# Passage for review
⟨

I sputter, try to explain that while I stay home with the kids and do not, in fact, work in any capacity where someone pays me money to do some sort of skill or trade, I do, in fact, have an education. Then, I can’t help but add in a jokey sort of way, “that Master’s degree really comes in handy during potty training, am I right?” so they don’t judge me to be an uneducated twit watching the Young & the Restless all afternoon while my kids eat their own feces behind the couch (that is not to say my kids haven’t actually – and very accidentally – eaten their own feces). Sometimes, I even blurt out these very private, internal fears, making the situation grossly more awkward than it ever needed to be, and instead of just me feeling uncomfortable, now everybody does, and so goes my favorite game of “I could never do what you do!” which looks a little like:

“Oh my gosh. Staying at home with my kids 40 hours a week? I could never do that!”

“Me either! I need to be outside of the house. I mean, I need to feel like I’m doing something for me and using my degree.”

“You are amazing! Seriously, I could never do what you do. Work is totally my escape. Like I need to work.”

“Yea. I would hate not making money and having to rely on my husband to take care of it all. That would make me so uncomfortable.”

Oh my gosh. That’s so crazy because I totally feel the exact. same. way. And even though I know your intentions are good, this game that I sit through every time gets harder and harder to swallow as the years (fucking years!) roll by. My resume gets less and less relevant. My skill set diminishes and my confidence drops faster than my bra-less breasts. Only working women wear bras. And again and again, I remind myself – I am not a working woman.

⟩

# Records
⟨

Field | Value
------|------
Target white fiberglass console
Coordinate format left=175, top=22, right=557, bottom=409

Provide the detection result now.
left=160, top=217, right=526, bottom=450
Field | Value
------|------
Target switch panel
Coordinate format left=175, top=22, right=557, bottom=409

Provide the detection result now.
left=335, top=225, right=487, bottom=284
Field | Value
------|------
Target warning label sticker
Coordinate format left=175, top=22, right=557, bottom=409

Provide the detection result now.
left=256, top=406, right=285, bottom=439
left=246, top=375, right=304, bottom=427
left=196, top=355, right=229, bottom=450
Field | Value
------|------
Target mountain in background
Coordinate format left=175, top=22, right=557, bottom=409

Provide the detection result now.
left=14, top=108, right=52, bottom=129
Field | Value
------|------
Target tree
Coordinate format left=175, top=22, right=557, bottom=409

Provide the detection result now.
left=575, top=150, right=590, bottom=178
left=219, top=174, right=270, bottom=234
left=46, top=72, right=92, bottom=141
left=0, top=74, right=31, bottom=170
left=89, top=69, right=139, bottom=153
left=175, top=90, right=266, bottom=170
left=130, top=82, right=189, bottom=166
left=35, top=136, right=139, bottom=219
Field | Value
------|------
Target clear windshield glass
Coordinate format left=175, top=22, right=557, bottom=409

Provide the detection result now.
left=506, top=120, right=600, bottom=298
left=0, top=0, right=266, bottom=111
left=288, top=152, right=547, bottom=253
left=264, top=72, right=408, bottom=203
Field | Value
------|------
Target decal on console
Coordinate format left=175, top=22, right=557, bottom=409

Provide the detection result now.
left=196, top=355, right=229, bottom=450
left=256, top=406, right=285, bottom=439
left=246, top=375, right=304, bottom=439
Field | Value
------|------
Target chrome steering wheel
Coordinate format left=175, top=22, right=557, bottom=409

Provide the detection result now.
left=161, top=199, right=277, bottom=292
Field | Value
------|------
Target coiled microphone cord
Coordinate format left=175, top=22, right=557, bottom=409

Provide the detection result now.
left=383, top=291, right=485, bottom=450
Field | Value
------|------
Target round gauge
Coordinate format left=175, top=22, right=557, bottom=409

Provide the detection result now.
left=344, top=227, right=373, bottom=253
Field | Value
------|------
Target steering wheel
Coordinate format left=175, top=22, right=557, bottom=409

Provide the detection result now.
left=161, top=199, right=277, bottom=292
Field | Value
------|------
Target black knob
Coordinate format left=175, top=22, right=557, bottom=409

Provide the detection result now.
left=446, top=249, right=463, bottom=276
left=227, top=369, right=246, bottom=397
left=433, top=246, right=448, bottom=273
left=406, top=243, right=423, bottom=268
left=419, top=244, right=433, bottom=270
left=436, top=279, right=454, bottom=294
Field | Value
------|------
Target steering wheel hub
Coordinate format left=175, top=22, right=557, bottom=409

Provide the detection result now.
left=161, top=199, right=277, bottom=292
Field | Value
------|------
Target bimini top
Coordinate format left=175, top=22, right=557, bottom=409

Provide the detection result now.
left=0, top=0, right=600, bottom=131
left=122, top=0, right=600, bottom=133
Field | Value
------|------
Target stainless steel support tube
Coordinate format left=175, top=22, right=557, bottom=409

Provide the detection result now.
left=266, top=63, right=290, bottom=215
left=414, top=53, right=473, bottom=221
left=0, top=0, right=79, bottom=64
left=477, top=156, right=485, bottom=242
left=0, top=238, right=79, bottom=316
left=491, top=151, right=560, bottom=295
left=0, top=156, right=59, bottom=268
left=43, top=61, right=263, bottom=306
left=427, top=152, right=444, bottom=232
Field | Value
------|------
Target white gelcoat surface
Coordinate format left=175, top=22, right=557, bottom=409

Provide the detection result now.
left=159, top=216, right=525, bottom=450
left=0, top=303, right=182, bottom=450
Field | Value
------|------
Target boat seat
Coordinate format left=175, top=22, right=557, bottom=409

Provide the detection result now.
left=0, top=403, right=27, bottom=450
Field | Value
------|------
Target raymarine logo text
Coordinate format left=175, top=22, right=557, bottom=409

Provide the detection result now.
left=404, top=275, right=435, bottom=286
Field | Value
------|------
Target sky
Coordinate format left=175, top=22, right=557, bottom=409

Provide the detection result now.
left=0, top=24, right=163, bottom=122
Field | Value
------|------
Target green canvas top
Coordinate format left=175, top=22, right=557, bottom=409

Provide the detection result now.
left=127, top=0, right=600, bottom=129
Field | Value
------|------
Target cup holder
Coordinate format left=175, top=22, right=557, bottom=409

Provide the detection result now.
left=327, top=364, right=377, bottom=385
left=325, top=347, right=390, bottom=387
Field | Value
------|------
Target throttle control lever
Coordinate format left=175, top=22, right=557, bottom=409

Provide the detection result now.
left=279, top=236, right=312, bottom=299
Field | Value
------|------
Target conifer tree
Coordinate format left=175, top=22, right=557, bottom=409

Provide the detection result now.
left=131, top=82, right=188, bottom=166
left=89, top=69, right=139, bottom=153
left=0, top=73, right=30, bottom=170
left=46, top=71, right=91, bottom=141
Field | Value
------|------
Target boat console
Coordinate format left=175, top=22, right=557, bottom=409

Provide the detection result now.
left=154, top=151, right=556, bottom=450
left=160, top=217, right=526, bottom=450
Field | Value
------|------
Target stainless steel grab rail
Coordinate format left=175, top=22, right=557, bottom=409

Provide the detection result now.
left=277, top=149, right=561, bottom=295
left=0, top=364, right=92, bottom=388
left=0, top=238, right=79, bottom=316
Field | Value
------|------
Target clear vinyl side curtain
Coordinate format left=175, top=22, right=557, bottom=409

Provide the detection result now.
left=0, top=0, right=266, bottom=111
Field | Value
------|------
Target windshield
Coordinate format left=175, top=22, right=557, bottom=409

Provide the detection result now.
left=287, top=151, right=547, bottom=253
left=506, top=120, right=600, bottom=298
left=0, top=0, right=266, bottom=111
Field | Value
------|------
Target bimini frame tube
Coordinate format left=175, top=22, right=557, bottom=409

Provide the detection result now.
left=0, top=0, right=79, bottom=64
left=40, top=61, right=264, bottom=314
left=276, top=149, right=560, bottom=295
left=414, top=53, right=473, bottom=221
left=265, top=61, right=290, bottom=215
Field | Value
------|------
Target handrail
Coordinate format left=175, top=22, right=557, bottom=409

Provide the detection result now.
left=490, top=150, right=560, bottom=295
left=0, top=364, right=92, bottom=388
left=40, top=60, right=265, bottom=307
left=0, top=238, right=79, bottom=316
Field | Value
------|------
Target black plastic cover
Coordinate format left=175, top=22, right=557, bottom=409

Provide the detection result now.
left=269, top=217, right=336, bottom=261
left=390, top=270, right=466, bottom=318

⟩

# Work request
Extend the essay about staying home with the kids, starting after its last sentence.

# Written response
I am not even a woman who “works from home.” I am a woman who “stays home,” so one assumes I have endless hours to accomplish all manner of things: laundry, dishes, home-cooked meals, clean floors and toilets and crisply made beds. But no. That is not my reality. Each bed in this house is unmade, dirty sheets speckled with drool and snot and forgotten socks. I am busy, busy, busy all day long, running from chore to child, chore to child, but never really accomplishing anything. It’s so odd all the work to be done that is quickly and continually undone.

Please, little children, sit in front of the t.v. and have your surrogate parent teach you the lessons of the day. Listen to the tiger learn to share and express frustration, say he’s sorry to the meowing kitten scratching out my ear drums. Actually, children, turn that t.v. off!

“But you told us to watch a show…”

“Just turn it off!”

And then comes the guilt. Those career women, those working moms and their voices ringing in my ears:

“You are so lucky to have the opportunity to stay home with your babies.”

“Oh my gosh. I wish I could have that much time with my son!”

“I hate having to leave my kids at daycare every day. I feel like someone else is raising them.”

Me too. Their names are Elmo and Daniel Tiger. I can’t teach emotion regulation to a three-year-old! I am 36 and have no idea how to calm myself down; I leave that to PBS and their father. I am not the example they need because this Mommy is not her whole self any longer, this Mommy is missing something. But I am the one who’s here – me and the puppet and the tiger. So much guilt and anger with nowhere to go because there are women wishing for the hours that I am lucky to have, that I take for granted, that I need a break from.

Then, when I take too many breaks, the space between my husband and I becomes toxic. Who does more? Who is afforded the larger rest, the “better” break? Who has taken more than their fair share? We are always keeping score. A hockey game. A girls’ night. A casual dig. An explosion. A fight ensues, and my husband is steady and silent while I spit fire and rage, growling strings of obscenities.

So often muzzled, I use these cracks in my mundane mornings to release all of the demons I can’t show my children who are nearly always milling around my feet. I lose my temper and dignity in one fell swoop. Again, I fail when what I really need is a win, but wins are few and far between on this side of the fence.